=== Supplied data ===

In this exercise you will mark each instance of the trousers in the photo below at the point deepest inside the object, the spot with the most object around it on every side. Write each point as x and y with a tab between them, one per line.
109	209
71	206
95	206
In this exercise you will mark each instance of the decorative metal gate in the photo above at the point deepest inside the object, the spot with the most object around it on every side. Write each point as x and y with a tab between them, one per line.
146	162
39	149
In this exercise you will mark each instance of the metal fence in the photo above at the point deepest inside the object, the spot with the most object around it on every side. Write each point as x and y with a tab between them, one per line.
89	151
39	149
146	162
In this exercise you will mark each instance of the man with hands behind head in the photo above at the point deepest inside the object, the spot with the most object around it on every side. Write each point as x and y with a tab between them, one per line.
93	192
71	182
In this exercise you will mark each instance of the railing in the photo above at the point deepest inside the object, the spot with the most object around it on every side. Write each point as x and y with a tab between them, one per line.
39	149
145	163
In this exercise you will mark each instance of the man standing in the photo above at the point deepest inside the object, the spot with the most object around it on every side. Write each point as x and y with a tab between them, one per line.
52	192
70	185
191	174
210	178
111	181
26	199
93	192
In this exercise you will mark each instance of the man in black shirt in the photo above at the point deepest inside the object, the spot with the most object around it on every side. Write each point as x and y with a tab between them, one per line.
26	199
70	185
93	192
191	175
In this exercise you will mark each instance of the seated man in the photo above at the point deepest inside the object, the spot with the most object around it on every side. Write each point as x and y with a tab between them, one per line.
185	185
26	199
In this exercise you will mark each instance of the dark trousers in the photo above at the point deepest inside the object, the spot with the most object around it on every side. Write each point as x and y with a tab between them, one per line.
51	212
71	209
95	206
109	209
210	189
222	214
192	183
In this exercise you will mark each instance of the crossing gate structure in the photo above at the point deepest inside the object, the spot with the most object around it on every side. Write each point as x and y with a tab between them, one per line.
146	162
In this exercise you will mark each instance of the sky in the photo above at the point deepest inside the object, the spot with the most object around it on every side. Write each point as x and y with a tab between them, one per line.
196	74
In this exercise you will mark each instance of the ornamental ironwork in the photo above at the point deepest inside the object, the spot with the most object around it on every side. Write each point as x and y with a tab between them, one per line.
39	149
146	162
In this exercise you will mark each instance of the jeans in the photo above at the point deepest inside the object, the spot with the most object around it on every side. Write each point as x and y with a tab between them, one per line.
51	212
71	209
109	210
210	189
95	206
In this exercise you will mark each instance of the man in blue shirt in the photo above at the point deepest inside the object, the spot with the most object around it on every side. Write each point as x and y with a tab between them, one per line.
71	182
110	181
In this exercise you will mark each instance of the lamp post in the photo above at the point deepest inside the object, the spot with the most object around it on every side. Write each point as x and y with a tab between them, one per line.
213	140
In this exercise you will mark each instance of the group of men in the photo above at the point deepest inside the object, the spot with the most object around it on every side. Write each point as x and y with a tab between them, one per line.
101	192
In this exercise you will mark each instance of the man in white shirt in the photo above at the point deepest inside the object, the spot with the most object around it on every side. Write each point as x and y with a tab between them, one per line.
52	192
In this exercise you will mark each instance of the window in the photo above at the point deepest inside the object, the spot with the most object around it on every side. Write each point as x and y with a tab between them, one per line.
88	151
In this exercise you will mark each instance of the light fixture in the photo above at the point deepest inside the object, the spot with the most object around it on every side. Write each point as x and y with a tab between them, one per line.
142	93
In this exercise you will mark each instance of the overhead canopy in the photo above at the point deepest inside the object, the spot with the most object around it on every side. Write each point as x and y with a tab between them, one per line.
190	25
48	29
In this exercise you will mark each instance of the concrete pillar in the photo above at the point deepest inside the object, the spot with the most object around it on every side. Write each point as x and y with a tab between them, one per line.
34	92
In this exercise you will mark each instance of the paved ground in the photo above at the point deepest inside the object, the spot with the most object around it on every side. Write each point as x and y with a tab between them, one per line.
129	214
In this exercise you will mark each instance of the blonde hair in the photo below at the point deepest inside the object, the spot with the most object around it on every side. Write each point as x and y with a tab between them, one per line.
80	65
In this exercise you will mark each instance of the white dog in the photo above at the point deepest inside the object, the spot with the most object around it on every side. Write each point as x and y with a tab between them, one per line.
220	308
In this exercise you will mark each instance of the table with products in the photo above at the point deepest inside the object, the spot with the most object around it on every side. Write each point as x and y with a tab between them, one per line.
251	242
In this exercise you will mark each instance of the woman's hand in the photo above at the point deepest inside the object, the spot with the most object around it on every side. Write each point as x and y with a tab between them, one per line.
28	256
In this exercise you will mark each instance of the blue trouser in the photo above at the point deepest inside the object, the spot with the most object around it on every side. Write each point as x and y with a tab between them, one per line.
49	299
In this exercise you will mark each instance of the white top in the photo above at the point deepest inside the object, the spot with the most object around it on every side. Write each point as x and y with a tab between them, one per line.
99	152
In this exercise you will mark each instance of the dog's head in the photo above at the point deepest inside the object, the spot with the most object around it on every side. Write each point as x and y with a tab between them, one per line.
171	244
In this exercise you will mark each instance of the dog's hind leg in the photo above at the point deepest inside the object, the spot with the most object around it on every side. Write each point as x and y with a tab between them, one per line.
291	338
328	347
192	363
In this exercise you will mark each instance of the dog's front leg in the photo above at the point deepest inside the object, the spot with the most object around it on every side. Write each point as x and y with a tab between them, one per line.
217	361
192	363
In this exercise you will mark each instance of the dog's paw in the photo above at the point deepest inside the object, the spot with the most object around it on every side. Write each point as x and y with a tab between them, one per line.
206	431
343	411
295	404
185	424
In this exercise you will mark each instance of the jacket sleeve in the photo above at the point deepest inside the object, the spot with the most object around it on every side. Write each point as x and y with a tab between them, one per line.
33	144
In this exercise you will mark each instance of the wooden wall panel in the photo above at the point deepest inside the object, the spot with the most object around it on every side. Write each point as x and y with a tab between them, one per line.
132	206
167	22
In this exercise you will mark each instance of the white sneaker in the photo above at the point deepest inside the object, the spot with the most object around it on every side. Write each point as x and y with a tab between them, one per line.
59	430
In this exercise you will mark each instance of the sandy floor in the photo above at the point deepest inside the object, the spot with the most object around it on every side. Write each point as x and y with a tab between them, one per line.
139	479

===

**Task objective**.
Once the line containing "In this exercise you will mark each instance of the sandy" is found in the listing above, set down that line and every line after it, exactly.

**Expected output**.
In this exercise you will mark each instance of the sandy floor in the photo above at the point deepest inside the object, the spot with the most object around it on every side. Write each point as x and y with a tab between them, one per line.
139	479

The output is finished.